→ DESCRIPTION OF THE TASK
Search the records below for "face" and copy every line it turns up in.

== Segment start ==

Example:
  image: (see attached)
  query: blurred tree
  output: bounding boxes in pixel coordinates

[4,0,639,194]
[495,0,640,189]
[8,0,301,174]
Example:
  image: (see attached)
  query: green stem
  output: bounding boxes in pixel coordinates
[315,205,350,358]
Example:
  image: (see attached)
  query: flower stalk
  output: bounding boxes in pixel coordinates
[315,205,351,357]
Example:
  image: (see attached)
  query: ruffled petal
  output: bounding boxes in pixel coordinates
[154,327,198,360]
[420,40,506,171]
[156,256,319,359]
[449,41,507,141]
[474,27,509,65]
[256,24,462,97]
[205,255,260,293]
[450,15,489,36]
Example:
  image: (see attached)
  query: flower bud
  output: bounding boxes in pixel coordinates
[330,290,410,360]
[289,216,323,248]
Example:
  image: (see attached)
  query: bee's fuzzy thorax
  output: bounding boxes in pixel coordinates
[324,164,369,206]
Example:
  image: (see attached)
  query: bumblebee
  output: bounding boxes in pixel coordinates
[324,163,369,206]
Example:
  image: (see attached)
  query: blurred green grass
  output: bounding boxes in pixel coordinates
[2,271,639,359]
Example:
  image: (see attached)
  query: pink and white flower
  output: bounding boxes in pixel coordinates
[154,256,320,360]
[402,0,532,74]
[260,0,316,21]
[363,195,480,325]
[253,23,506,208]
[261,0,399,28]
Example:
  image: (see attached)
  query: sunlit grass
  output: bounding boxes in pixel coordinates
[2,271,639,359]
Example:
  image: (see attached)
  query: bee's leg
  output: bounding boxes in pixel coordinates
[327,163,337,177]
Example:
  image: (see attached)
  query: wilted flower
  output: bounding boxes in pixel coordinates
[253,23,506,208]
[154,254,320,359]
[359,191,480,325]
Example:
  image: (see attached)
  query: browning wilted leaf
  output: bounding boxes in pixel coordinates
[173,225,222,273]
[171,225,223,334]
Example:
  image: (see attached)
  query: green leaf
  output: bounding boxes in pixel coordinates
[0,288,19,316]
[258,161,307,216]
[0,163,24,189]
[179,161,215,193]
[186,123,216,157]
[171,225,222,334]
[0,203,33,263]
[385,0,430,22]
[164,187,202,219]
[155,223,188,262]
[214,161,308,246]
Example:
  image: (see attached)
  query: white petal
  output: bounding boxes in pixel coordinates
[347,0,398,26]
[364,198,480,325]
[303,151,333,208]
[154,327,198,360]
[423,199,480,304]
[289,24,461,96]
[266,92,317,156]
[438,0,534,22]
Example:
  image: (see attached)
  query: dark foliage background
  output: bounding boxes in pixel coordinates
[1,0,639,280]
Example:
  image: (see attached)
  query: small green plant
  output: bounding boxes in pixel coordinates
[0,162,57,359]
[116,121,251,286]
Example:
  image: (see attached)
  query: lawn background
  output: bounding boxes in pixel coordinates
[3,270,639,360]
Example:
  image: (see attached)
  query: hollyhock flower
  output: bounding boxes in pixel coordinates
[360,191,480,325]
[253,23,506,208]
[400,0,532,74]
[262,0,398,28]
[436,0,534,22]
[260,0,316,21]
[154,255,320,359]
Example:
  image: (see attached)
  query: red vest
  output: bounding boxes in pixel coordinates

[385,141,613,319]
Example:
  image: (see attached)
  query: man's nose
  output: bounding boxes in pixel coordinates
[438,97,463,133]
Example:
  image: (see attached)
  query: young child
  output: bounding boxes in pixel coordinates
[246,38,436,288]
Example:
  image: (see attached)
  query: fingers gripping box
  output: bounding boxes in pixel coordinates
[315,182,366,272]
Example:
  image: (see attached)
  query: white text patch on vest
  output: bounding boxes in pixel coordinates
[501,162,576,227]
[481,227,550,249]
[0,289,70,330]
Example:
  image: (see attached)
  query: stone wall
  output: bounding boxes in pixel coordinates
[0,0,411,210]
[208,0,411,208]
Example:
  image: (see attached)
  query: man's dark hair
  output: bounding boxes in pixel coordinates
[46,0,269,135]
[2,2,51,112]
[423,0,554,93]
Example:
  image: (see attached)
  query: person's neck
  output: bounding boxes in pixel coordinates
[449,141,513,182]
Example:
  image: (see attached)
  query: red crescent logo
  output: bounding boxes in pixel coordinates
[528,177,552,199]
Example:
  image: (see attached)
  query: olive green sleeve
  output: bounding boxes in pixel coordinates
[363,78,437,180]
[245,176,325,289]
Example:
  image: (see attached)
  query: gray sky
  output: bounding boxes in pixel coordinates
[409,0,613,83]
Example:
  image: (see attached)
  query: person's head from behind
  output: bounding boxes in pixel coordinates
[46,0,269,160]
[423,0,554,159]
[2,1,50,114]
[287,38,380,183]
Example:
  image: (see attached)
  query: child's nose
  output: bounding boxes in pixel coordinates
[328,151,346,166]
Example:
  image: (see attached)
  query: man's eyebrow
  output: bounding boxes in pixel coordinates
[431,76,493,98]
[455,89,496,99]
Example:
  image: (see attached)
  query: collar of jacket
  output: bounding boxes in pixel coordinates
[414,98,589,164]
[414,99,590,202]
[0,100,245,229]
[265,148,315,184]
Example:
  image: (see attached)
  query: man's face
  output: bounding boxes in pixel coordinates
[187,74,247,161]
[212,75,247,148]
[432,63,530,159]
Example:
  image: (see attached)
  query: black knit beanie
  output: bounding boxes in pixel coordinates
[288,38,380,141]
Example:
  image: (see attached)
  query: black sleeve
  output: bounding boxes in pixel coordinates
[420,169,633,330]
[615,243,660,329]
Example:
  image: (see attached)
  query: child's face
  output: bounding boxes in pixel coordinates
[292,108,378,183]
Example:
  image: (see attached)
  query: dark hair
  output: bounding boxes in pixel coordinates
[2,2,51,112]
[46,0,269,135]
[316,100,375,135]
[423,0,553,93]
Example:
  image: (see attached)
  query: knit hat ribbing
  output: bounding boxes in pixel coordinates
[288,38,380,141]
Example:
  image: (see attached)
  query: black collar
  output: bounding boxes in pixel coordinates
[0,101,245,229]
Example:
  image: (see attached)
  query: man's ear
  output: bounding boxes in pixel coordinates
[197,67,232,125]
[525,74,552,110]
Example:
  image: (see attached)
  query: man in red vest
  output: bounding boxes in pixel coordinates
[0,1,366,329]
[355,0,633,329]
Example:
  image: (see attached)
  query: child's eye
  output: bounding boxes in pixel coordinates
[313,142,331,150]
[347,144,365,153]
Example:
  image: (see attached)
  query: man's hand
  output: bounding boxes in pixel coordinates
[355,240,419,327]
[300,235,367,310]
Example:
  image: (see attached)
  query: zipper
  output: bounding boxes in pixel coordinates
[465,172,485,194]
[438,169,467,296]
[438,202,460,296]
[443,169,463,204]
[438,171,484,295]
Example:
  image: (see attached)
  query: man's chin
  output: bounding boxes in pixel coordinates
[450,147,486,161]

== Segment end ==
== Segment start ==

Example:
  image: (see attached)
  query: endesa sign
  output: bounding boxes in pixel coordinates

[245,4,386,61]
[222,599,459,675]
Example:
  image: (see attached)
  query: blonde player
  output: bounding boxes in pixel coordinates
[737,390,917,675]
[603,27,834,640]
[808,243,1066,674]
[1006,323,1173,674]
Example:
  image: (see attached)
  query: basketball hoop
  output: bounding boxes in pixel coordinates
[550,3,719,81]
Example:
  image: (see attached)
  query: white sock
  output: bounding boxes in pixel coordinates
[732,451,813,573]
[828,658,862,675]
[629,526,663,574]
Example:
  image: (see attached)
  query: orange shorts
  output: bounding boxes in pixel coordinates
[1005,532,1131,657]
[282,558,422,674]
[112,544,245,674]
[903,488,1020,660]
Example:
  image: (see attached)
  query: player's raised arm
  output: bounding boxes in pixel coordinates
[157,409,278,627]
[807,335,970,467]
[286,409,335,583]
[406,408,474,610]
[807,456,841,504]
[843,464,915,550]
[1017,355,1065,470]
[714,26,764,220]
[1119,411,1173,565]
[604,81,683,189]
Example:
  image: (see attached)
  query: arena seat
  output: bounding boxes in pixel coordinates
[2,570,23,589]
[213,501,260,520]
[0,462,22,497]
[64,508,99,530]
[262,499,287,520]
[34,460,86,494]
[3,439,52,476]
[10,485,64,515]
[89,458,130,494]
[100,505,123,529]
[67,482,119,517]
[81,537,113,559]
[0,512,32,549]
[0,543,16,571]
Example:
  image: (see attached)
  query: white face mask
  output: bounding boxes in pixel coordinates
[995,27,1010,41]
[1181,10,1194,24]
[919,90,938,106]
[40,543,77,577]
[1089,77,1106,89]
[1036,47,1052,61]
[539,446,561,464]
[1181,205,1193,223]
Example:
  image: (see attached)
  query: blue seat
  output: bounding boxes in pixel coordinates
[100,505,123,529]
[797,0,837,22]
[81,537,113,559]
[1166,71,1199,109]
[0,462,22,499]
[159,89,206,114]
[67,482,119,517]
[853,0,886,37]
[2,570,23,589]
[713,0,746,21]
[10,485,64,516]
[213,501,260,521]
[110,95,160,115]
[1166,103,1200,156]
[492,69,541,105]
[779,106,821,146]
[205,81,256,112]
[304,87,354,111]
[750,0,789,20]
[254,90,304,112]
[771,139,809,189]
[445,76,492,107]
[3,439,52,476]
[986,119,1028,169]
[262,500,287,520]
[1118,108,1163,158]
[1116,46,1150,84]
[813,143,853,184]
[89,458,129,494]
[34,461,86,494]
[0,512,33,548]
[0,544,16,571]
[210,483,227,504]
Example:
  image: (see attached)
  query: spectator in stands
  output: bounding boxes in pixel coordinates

== Segment end ==

→ WORKED SOLUTION
  query: man's face
  query: child's face
  query: white face mask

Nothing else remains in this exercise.